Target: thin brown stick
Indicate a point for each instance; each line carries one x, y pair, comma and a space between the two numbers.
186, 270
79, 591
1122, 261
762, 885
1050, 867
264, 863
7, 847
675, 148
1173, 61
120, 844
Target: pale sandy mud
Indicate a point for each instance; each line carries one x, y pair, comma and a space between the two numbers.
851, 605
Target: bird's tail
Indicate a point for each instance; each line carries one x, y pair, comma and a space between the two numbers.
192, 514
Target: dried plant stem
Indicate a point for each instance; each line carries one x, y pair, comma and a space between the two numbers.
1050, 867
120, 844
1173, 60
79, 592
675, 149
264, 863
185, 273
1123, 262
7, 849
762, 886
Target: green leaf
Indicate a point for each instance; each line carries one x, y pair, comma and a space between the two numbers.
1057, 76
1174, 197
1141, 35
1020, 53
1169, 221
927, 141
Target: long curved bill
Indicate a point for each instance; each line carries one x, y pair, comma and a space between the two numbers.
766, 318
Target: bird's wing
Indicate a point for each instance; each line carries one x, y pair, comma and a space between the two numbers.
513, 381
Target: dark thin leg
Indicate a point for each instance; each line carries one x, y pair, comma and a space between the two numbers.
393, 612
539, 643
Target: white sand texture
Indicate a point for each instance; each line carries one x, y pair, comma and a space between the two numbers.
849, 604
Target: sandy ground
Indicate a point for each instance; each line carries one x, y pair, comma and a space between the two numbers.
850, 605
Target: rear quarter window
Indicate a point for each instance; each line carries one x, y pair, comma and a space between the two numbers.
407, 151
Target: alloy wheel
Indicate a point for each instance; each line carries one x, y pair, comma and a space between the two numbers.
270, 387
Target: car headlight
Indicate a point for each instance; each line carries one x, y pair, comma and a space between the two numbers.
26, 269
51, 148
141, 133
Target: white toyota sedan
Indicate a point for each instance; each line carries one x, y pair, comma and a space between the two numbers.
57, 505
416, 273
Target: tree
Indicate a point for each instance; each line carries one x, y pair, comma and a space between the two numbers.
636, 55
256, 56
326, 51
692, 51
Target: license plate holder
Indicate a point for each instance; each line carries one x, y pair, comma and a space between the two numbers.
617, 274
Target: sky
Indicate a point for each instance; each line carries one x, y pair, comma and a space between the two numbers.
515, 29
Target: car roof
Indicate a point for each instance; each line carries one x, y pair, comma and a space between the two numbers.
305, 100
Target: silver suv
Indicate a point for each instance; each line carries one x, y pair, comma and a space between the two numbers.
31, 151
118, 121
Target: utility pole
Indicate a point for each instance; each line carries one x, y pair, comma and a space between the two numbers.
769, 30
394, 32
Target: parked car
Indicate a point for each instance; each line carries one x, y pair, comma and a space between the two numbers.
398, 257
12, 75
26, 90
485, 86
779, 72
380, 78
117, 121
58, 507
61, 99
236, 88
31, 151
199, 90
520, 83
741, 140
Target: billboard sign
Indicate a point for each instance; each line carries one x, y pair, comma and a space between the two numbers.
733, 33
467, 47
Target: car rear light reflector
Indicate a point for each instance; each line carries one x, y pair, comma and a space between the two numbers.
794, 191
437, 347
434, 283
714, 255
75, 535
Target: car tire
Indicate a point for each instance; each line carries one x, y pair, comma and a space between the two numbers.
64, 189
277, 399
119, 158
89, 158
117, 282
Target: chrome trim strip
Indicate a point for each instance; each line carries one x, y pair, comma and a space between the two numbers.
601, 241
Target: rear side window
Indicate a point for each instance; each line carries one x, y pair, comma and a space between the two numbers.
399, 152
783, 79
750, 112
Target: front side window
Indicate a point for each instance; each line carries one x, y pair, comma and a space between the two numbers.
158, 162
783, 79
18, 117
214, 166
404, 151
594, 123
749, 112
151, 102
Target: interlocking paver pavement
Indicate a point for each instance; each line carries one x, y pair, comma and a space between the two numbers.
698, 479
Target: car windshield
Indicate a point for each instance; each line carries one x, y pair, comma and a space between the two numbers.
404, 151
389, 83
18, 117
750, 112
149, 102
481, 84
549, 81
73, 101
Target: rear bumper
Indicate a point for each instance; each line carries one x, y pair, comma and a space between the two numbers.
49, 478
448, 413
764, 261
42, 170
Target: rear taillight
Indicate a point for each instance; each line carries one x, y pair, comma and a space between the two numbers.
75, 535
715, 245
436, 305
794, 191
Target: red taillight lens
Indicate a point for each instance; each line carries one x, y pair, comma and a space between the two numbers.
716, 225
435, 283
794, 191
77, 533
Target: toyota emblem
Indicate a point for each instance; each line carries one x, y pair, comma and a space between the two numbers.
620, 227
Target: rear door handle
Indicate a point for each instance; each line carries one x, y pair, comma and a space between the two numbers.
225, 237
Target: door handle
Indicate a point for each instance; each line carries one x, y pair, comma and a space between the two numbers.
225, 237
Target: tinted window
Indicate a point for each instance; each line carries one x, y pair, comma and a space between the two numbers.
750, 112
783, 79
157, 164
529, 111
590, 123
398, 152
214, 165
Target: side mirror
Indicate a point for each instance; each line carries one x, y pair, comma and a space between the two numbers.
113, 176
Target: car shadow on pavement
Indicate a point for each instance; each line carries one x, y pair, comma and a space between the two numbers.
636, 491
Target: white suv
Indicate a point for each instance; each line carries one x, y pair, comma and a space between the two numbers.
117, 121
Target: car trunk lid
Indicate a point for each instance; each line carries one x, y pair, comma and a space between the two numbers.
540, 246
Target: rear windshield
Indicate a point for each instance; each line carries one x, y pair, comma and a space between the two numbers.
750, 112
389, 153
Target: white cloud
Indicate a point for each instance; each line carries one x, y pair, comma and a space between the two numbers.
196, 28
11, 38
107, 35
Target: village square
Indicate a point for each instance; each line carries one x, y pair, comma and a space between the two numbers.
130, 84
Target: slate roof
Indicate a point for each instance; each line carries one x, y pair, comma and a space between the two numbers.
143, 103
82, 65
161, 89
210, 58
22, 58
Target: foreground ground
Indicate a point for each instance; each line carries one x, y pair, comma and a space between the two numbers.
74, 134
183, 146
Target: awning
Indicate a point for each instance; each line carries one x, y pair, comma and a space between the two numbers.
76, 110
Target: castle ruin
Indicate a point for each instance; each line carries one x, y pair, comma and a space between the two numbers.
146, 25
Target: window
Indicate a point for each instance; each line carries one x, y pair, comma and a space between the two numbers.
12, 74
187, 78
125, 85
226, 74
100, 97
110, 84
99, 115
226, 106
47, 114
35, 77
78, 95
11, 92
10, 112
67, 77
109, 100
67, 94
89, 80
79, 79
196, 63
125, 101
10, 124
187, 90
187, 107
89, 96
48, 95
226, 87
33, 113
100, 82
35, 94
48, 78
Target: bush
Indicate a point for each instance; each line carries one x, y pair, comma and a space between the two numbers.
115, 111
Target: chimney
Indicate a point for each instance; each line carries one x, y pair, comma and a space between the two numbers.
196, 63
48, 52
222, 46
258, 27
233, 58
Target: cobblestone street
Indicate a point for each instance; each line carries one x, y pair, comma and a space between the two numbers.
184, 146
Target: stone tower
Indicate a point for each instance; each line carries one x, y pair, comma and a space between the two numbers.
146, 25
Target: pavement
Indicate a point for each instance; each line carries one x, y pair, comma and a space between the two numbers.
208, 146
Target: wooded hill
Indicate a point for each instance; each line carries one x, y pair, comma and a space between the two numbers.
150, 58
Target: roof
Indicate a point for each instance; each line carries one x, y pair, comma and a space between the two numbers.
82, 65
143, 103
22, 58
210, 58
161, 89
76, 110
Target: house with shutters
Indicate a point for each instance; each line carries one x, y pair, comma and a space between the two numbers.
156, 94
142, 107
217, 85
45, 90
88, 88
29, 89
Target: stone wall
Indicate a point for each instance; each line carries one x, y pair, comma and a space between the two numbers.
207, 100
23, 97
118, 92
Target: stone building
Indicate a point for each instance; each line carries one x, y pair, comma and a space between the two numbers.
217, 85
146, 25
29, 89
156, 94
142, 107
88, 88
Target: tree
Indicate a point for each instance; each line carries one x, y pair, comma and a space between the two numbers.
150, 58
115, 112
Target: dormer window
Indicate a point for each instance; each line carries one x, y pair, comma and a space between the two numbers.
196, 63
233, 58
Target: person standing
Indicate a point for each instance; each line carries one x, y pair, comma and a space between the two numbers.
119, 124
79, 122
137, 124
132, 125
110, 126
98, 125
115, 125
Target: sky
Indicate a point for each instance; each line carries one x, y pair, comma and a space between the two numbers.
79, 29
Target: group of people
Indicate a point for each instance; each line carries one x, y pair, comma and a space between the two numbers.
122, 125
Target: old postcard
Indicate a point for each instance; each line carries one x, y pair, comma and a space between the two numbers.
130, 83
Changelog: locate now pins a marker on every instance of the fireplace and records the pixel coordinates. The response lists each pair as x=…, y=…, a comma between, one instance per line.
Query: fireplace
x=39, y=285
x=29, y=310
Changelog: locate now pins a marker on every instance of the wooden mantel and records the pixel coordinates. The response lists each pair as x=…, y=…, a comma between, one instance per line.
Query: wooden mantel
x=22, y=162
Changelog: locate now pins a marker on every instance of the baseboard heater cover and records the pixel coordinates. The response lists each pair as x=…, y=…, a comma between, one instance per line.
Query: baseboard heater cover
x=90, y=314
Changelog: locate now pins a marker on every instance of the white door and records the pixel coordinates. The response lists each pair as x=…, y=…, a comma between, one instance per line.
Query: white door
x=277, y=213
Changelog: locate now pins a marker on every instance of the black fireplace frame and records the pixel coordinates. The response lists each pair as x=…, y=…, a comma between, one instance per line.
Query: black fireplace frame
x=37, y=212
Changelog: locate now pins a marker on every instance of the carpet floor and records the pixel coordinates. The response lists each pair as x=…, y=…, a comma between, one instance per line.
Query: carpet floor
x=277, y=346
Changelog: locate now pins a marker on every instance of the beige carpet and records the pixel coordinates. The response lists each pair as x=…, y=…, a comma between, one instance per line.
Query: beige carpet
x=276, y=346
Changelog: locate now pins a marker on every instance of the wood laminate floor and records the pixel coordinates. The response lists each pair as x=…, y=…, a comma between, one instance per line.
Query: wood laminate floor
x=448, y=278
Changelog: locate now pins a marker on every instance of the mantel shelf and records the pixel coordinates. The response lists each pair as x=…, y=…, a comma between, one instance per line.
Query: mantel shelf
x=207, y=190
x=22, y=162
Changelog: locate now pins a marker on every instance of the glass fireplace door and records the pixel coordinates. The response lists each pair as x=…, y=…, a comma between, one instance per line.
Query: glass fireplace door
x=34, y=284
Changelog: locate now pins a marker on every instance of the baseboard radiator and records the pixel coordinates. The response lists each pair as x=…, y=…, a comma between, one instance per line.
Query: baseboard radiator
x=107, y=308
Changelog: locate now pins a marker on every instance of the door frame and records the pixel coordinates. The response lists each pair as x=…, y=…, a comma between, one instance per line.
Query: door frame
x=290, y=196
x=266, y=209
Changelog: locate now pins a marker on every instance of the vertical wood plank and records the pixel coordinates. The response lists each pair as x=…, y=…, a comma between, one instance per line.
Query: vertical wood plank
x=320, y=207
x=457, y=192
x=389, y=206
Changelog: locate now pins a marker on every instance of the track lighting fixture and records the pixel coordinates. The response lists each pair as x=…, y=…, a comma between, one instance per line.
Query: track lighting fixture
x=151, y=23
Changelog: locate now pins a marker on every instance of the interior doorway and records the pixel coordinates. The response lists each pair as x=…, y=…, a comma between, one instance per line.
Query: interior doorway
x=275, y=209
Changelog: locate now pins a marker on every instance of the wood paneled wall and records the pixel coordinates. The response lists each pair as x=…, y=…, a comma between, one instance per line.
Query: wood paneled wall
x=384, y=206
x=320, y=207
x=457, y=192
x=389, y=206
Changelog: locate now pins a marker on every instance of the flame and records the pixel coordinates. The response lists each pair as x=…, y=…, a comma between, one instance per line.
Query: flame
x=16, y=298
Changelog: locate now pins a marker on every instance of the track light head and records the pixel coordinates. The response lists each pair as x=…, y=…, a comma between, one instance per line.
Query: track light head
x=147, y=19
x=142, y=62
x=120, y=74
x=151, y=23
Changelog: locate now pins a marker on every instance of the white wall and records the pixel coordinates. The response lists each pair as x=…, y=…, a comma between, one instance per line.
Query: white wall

### EXERCISE BRIEF
From the entries above, work out how many lines include "pavement"; the number is the only answer wanted.

### YOUR RESPONSE
3